** Start of Data to use **

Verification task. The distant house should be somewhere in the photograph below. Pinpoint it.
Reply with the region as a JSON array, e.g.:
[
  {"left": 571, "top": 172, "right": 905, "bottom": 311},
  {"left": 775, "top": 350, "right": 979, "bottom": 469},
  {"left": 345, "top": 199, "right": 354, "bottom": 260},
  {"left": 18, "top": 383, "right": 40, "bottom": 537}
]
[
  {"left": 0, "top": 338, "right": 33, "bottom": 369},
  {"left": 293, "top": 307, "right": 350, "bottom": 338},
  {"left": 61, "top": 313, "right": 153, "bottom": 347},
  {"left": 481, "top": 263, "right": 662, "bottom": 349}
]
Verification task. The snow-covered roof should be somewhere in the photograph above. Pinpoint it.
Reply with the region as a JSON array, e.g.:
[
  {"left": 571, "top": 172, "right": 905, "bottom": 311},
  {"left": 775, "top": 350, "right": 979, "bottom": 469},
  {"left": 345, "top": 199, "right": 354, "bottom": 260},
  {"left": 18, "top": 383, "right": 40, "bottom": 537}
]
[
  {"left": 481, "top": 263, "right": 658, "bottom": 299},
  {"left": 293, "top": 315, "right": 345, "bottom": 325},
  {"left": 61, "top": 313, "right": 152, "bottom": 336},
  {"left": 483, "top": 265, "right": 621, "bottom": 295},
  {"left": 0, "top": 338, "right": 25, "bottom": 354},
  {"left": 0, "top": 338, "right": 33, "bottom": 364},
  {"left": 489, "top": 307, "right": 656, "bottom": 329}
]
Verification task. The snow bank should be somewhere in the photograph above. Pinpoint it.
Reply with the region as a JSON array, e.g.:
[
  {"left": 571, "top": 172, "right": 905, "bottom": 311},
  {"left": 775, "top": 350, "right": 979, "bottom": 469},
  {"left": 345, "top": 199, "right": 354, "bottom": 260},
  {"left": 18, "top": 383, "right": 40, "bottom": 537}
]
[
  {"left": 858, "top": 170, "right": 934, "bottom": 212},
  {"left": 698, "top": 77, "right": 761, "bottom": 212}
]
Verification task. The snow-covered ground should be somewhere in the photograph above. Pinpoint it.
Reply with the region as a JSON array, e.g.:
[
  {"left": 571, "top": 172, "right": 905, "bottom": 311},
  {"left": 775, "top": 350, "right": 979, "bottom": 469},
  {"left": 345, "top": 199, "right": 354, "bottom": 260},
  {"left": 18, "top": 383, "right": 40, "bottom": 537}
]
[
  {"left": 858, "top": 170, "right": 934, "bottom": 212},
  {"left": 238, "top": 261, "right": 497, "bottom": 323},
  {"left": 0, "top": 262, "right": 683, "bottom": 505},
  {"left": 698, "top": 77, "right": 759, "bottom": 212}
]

** End of Data to use **

How many lines in the preceding records contain the word "above"? Reply with the number only.

» Task answer
3